[Position annotation records]
* * *
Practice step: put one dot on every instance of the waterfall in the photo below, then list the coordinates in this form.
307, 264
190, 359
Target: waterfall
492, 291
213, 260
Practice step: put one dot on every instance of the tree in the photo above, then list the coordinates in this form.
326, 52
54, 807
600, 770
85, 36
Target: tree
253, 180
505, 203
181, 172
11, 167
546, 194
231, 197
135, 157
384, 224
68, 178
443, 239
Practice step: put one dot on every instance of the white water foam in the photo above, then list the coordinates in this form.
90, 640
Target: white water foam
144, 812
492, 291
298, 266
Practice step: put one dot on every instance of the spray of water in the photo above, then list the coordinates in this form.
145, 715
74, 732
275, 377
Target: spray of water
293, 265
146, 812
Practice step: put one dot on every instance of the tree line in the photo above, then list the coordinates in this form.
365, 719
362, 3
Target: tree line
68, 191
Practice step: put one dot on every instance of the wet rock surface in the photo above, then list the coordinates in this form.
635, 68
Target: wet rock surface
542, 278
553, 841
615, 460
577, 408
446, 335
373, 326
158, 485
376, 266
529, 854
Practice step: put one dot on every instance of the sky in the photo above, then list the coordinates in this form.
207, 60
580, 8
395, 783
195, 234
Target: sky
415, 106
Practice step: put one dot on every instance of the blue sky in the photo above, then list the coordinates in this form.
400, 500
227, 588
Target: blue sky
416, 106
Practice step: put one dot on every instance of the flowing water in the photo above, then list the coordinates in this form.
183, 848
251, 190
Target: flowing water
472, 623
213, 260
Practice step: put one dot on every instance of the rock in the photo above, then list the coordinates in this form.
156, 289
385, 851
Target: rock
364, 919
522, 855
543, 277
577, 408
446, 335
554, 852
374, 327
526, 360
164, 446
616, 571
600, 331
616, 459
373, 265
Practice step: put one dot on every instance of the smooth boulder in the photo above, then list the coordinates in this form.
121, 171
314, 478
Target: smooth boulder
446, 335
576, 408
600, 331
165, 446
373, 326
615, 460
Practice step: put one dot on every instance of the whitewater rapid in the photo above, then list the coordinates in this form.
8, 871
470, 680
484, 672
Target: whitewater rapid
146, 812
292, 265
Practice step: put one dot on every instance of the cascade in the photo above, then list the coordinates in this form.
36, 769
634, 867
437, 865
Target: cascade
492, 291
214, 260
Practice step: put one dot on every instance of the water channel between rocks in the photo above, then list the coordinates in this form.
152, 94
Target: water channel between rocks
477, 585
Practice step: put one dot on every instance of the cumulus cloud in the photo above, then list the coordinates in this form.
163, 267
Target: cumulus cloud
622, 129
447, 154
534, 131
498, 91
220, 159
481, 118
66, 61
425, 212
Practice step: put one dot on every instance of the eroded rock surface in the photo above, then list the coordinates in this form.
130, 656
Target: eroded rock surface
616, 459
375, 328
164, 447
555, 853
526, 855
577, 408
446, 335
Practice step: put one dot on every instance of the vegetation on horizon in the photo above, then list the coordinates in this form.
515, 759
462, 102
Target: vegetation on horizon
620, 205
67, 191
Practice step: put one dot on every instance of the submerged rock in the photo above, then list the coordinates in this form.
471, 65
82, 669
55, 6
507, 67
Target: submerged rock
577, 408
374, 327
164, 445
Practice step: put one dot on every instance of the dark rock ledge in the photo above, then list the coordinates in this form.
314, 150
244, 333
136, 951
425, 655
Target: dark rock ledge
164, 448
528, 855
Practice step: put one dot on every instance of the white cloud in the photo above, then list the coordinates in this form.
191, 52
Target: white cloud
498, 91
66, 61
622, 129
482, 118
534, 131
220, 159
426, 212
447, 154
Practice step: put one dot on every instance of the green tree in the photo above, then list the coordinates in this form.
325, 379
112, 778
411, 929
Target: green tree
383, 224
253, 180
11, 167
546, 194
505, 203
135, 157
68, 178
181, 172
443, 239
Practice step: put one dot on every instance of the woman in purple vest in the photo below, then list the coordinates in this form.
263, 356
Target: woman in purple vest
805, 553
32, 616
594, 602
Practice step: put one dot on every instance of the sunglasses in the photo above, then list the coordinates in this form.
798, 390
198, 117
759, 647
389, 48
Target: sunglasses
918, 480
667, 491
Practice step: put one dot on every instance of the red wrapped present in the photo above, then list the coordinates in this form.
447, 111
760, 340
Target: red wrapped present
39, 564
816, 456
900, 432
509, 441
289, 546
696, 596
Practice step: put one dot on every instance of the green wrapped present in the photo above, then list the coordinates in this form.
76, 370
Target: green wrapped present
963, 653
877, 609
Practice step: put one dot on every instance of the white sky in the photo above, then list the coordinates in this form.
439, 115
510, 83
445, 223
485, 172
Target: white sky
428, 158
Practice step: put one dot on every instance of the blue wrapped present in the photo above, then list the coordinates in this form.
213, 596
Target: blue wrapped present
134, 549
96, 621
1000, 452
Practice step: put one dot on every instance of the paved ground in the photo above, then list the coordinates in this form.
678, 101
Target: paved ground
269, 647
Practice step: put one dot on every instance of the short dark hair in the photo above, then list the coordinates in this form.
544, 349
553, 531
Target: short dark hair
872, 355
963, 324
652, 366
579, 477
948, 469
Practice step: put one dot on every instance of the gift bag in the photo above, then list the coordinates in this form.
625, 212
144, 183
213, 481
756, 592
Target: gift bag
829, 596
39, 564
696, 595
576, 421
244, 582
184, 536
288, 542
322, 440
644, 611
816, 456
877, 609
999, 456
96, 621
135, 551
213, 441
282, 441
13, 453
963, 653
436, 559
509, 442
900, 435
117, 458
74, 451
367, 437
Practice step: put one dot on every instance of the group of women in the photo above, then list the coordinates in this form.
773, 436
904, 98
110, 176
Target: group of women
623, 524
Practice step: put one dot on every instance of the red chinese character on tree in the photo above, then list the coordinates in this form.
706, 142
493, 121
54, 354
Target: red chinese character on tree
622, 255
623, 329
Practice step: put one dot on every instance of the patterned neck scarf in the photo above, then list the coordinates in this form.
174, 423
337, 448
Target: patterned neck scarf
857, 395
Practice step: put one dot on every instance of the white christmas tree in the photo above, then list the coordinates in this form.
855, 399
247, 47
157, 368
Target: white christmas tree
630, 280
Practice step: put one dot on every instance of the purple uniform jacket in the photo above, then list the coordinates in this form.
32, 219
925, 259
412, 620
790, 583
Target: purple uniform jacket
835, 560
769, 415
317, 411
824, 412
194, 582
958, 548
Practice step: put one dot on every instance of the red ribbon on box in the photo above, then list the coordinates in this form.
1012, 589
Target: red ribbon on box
* * *
- [WHAT THE TASK ASKS]:
Rewrite all the records above, replacing every "Practice step" with "Warm-up step" and leaving everything else unchanged.

- [TASK RESULT]:
Warm-up step: put one dot on every instance of the waterfall in the photo below, then list the coordinates in this form.
307, 264
190, 359
Target: waterfall
492, 291
213, 260
Warm-up step: put one dot on every instance of the tree in the photo above, then list the coordinates in this form.
326, 52
54, 807
600, 770
85, 36
Target: tree
253, 180
505, 203
181, 172
11, 167
546, 194
231, 197
135, 157
384, 224
68, 178
443, 239
Warm-up step: put one dot on every instance of the white water foam in the photo above, then list the coordinates in this form.
90, 640
Target: white water foam
144, 812
492, 291
298, 266
Warm-up step: put one dot on every instance of the spray of water in the photo above, then list the coordinates in this form.
145, 715
74, 732
275, 377
Target: spray of water
293, 265
146, 812
Warm-up step: put one dot on every instance of the tree line in the photo above, then list the coordinates in this form.
365, 719
362, 3
Target: tree line
68, 191
Warm-up step: put one dot on every instance of the wet rock surface in the photo above, then list the coordinates in this form.
635, 68
Target: wet rock surface
542, 278
553, 841
615, 460
577, 408
446, 335
373, 326
158, 485
376, 266
529, 854
Warm-up step: put one dot on every instance of the sky in the photo above, then list the coordinates in this form.
207, 60
580, 8
395, 783
195, 234
Target: sky
415, 106
Warm-up step: put one dot on every instance of the blue sky in the photo above, then list the coordinates in this form.
400, 500
227, 588
Target: blue sky
416, 106
Warm-up step: put one dot on every instance of the flowing water in the photo above, then list the coordinates in this form.
183, 848
251, 190
Target: flowing water
472, 623
213, 260
Warm-up step: put one dot on every instance of the rock in the photo above, then list the coordinates in this form.
156, 289
385, 851
Target: rock
364, 919
522, 855
543, 277
577, 408
446, 335
554, 852
374, 327
526, 360
164, 446
616, 571
600, 331
616, 459
373, 265
Warm-up step: put one dot on every instance of the smooth boulder in the photo above, then list the coordinates in this form.
121, 171
314, 478
Target: smooth boulder
446, 335
576, 408
600, 331
165, 446
373, 326
615, 460
Warm-up step: put one dot on every instance of the whitewater rapid in the photo above, then list the coordinates in this form.
8, 871
470, 680
484, 672
Target: whitewater rapid
146, 812
292, 265
Warm-up step: put one dot on every instance of the cascade in the photo above, then list the coordinates in this form.
36, 769
634, 867
437, 865
Target: cascade
492, 291
214, 260
Warm-up step: put one dot on every instance of the water channel between rocks in the photo above, then list the coordinates in this form.
152, 94
Target: water channel between rocks
477, 585
Warm-up step: put one dot on every instance of the cumulus cloud in the photo above, then list the coordinates in this form.
163, 267
Target: cumulus cloud
622, 129
447, 154
534, 131
498, 91
220, 159
481, 118
66, 61
425, 212
Warm-up step: put one dot on every instance of the eroded rock surface in the photo above, then list the coordinates in this form.
130, 656
Target: eroded rock surface
616, 459
375, 328
164, 447
555, 853
526, 855
577, 408
446, 335
Warm-up step: put one dot on every instance of the vegetation on horizon in the photo above, then list the coordinates in this form.
515, 759
462, 102
Target: vegetation on horizon
620, 205
67, 191
Warm-up step: put one dot on every instance of the submerged rock in the photo above, then list the coordinates in this form.
471, 65
82, 669
55, 6
507, 67
Target: submerged rock
577, 408
374, 327
164, 445
Warm-up step: put one dot on every instance of the dark rock ledge in the photo above, then list the coordinates in this form.
314, 150
244, 333
136, 951
425, 655
Target: dark rock ledge
164, 448
528, 855
Warm-up step: put one dot on every instance of the white cloud in the photo above, then list the coordinates in this form.
191, 52
Target: white cloud
498, 91
66, 61
622, 129
482, 118
534, 131
220, 159
426, 212
447, 154
Warm-up step: put one dot on every instance of the green tree in the photo above, then list the coordinates in this form.
325, 379
112, 778
411, 929
Target: green tree
383, 224
253, 180
11, 167
546, 194
505, 203
135, 157
68, 178
181, 172
443, 239
Warm-up step: put one dot on every instance of the woman in purple vest in the photo below, then list the coordinates in this form.
263, 356
Target: woman in purple vest
805, 553
32, 616
594, 602
Warm-up step: put one dot on every instance of the sunglasses in the photo above, then list the coordinates in this form.
798, 390
198, 117
759, 647
389, 48
Target: sunglasses
918, 480
667, 491
Warm-up step: put one dot on every instance of the red wrapped present in the photo above, then list the coordinates in this form.
447, 111
760, 340
Target: red wrapped present
39, 564
816, 456
900, 432
509, 441
289, 546
696, 596
Warm-up step: put one dot on every instance of the green wrapped present in the photo above, then list the coordinates in this form.
76, 370
Target: green wrapped present
963, 653
877, 609
Warm-up step: put one dot on every instance of the white sky in the photo above, then list the coordinates in this form.
439, 115
510, 83
445, 223
485, 172
Target: white sky
428, 158
Warm-up step: put one dot on every instance of the blue wrapped present in the photo above, then list the coordinates in this form.
213, 596
Target: blue wrapped present
134, 549
96, 621
1000, 452
Warm-up step: put one dot on every instance of the paved ground in the photo above, then list the coordinates in this form.
678, 101
Target: paved ground
269, 647
Warm-up step: put one dot on every instance of the short dark hair in the photo above, then list the coordinates in this form.
544, 349
553, 531
Target: short dark hair
872, 355
963, 324
652, 366
579, 477
948, 469
Warm-up step: put one dot on every instance of the gift bag in the photo above, then list the coordinates in this form.
625, 212
144, 183
213, 481
756, 592
Target: gift bag
829, 596
39, 564
696, 595
576, 421
244, 582
184, 536
288, 542
322, 440
644, 611
816, 456
877, 609
999, 456
96, 621
135, 551
213, 441
282, 441
13, 453
963, 653
436, 559
509, 442
900, 435
117, 458
74, 451
367, 437
Warm-up step: put one dot on every instance of the group of women in the photo above, then list the coordinates in this form.
773, 436
904, 98
110, 176
Target: group of women
623, 524
Warm-up step: put one dot on every instance of the red chinese character on tree in the photo above, then list the coordinates in this form.
706, 142
493, 121
54, 354
Target: red chinese character on tree
622, 255
623, 329
Warm-up step: put one dot on every instance of the patterned neck scarf in the photo above, then list the coordinates in this form.
174, 423
337, 448
Target: patterned neck scarf
857, 395
Warm-up step: put one dot on every instance of the white christmas tree in the photo above, then list the coordinates in this form.
855, 399
247, 47
157, 368
Target: white christmas tree
630, 280
Warm-up step: put one dot on every instance of the purple uniform jacket in the photo above, then list the coordinates in this form.
32, 219
925, 259
412, 620
790, 583
Target: purple uniform jacket
835, 560
769, 415
317, 411
824, 412
194, 582
958, 548
Warm-up step: put one dot on every instance of the red ribbon on box in the photo above, then list the coordinates in this form.
1012, 589
Target: red ribbon on box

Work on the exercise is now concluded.